Exercise
Restate word for word the entries below, starting with the line with "the jacket pocket" and continuing through the line with "green grass tuft". Include both of those lines and no others.

The records
★ ★ ★

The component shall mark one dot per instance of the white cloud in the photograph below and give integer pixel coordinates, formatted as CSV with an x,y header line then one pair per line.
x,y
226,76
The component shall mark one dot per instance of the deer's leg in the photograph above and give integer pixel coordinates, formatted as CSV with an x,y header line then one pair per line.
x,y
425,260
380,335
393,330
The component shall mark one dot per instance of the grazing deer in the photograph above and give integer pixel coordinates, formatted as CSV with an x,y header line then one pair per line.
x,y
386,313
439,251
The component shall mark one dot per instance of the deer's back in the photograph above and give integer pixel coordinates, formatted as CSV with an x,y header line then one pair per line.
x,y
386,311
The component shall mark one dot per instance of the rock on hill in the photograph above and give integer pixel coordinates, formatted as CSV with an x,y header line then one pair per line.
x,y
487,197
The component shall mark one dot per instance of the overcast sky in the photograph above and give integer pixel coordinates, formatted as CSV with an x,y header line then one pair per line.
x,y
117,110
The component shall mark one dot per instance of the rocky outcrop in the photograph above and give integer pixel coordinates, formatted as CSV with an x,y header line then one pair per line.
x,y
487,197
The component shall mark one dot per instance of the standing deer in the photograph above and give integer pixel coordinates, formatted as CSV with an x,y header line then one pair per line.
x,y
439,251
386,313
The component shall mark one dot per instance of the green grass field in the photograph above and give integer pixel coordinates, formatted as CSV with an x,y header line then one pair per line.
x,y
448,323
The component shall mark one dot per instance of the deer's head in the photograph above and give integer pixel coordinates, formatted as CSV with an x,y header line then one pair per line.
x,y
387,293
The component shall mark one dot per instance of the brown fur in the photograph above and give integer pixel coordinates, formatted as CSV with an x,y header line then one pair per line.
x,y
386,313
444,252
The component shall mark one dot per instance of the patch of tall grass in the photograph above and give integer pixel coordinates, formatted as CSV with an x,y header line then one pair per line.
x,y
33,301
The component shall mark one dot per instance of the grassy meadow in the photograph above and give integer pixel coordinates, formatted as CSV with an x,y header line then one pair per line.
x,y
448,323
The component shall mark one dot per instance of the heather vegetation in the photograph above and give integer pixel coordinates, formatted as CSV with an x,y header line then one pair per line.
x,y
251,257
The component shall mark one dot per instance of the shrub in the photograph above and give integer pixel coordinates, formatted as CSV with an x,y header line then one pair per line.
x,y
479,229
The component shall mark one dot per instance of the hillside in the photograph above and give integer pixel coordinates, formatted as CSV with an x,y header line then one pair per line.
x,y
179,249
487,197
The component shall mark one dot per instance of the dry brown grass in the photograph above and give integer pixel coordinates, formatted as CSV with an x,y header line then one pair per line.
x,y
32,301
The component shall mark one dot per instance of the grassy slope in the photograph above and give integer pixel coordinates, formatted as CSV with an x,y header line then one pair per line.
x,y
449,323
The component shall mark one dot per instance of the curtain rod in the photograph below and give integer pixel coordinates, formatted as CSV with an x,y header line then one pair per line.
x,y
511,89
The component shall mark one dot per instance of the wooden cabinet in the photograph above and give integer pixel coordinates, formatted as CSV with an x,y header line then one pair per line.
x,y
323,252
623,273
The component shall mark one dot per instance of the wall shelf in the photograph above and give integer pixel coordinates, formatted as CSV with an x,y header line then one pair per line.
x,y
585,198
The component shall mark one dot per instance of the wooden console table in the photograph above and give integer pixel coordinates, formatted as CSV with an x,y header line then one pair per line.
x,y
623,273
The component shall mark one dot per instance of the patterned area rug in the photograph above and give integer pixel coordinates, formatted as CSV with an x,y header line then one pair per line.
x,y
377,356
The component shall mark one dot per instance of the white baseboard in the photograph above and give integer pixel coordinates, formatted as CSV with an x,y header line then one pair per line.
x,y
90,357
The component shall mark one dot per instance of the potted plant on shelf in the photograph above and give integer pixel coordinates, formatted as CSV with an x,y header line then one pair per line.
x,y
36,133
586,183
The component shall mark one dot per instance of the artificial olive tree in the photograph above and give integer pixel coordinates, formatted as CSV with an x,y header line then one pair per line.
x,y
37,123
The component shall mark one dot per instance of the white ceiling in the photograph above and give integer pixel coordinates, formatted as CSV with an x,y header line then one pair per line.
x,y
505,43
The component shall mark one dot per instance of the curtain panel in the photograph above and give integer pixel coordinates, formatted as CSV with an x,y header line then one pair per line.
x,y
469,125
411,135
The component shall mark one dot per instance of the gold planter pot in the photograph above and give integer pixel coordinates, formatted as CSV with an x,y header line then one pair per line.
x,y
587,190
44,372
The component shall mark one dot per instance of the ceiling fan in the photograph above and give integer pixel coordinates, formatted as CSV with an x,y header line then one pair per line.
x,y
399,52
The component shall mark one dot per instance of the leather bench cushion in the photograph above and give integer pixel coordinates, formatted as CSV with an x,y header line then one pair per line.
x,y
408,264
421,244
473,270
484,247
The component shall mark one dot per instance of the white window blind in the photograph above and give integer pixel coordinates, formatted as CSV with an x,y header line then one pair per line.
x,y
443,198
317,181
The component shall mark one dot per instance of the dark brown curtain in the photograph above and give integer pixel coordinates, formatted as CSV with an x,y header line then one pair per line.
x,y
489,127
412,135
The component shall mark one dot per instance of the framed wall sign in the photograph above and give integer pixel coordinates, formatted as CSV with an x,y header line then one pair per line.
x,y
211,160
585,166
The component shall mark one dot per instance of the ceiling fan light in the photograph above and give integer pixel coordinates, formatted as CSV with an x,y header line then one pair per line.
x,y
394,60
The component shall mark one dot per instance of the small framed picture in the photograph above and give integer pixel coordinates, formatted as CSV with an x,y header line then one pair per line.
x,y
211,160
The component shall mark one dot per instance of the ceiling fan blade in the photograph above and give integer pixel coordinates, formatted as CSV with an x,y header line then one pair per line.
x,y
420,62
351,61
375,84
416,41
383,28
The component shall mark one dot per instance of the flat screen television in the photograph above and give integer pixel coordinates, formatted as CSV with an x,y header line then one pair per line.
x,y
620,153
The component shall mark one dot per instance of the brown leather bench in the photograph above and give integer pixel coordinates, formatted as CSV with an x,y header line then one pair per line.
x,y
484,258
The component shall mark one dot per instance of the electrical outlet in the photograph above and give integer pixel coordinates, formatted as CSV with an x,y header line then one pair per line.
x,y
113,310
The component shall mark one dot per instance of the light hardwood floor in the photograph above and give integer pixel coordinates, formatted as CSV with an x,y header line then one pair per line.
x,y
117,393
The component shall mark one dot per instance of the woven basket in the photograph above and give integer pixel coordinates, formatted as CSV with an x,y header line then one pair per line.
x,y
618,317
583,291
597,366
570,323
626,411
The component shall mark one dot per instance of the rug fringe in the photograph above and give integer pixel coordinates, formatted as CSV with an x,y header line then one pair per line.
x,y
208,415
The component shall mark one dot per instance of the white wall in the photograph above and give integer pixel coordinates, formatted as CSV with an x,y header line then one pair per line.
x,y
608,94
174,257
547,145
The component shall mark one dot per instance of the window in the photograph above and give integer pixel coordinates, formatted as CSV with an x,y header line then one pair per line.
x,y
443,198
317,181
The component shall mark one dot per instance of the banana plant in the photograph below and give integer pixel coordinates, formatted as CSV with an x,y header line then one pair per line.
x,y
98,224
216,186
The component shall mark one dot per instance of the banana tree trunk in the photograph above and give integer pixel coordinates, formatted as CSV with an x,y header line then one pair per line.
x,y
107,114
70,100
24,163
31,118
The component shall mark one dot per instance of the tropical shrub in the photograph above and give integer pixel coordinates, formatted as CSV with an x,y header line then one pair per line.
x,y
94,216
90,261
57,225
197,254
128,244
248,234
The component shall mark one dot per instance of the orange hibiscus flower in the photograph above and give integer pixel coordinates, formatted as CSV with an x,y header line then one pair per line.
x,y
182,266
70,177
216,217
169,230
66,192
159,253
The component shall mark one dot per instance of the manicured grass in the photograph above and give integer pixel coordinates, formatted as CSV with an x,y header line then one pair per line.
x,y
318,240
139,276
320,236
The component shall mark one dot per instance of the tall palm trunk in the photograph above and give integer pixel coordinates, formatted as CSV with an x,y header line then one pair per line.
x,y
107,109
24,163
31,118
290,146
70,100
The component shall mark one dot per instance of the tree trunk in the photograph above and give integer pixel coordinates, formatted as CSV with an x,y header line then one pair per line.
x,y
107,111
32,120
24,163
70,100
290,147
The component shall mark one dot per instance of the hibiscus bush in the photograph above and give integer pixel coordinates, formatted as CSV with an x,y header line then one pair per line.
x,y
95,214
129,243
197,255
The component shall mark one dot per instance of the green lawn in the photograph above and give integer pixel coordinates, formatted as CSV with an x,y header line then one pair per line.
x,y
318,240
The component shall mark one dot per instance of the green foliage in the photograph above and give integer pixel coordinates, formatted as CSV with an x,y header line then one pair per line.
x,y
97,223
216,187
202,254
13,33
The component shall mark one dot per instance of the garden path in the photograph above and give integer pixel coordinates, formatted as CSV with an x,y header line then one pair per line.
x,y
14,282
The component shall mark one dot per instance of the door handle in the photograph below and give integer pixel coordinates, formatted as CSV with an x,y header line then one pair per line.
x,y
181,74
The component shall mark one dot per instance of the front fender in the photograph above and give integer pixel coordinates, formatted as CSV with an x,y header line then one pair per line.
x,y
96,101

★ ★ ★

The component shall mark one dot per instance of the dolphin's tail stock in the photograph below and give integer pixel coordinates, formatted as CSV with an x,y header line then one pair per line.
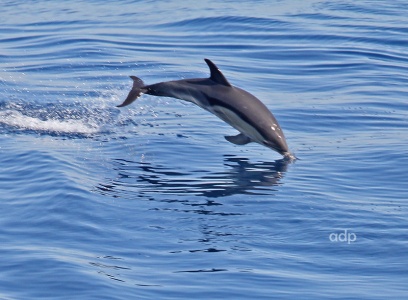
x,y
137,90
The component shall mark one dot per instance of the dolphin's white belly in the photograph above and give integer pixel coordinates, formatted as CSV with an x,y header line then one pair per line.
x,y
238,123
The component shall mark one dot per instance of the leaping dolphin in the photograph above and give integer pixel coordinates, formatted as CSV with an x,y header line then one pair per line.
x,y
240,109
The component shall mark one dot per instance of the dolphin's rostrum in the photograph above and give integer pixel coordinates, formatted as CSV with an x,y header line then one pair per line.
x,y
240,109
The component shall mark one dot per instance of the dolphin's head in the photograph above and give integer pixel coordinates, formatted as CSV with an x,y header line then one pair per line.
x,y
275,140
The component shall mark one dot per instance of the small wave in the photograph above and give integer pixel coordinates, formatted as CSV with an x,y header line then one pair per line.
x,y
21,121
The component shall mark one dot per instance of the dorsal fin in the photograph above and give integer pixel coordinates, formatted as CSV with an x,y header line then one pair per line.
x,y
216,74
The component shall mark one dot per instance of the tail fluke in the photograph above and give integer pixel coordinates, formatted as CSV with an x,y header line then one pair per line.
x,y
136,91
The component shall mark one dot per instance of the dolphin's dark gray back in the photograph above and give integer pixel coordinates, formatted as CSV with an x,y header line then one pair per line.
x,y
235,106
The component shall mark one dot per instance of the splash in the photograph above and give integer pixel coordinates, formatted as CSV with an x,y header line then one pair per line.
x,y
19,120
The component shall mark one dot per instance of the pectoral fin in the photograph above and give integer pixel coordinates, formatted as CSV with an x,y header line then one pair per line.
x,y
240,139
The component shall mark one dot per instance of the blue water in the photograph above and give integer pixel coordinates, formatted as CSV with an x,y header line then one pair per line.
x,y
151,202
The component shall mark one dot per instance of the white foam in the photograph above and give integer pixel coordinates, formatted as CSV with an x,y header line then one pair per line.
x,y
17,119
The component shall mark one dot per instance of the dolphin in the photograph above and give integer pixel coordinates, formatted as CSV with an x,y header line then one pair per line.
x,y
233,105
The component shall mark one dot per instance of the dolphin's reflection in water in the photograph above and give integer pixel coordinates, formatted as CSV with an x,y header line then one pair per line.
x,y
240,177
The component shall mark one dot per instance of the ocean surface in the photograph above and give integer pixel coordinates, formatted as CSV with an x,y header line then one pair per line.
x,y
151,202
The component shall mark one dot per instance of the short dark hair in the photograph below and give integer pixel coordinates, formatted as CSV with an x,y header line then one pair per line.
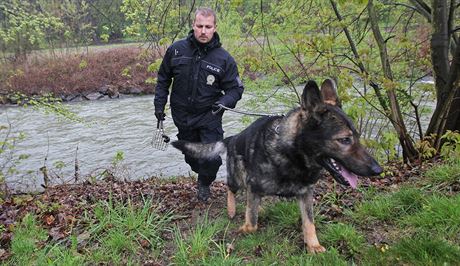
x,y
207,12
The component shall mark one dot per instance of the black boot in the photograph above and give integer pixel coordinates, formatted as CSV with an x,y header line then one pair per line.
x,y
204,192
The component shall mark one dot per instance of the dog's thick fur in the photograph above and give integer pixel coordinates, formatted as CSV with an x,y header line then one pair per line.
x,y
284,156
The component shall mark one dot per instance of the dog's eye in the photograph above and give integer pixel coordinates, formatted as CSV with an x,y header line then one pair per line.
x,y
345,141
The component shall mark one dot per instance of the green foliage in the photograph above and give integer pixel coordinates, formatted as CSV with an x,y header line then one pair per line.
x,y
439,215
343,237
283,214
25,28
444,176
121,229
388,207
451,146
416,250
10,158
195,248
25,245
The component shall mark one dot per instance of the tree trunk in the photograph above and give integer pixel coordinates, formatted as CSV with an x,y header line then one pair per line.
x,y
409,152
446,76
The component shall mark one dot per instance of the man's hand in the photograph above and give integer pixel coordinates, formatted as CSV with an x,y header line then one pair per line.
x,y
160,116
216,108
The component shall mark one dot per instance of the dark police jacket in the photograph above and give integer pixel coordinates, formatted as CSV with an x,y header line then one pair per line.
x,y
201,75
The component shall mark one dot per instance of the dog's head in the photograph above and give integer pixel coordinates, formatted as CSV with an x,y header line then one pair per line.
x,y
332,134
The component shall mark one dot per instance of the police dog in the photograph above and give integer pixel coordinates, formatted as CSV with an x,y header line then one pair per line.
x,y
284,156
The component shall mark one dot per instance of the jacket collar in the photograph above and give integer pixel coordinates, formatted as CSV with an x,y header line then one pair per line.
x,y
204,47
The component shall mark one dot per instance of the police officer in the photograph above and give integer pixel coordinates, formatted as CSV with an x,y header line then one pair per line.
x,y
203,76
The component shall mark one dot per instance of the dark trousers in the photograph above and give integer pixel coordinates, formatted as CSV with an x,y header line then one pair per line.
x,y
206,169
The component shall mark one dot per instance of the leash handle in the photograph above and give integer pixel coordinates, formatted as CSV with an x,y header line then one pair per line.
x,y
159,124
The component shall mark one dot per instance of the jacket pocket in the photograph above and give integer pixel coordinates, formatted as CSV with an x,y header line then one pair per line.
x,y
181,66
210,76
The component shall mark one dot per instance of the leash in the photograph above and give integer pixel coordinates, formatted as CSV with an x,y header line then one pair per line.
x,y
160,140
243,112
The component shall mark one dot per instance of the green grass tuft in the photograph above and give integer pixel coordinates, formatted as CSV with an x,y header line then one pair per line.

★ ★ ★

Response to this exercise
The component shall mark one dot per instance of the jacket pocket in the photograph above and give integer pixel coordinates, formatted as CSV with an x,y header line then one pair per line.
x,y
181,66
210,76
The component shall mark one dot per instance of the leash in the photograph above and give integer pixel coordinates, formatted as CSV with an x,y header line then one pair per line.
x,y
160,140
243,112
The component shall mark one dot per instance of the green grass tuft in the photograph above and give integer pixel coordinates, formatted as CSV with an x,y header line then one pair per line.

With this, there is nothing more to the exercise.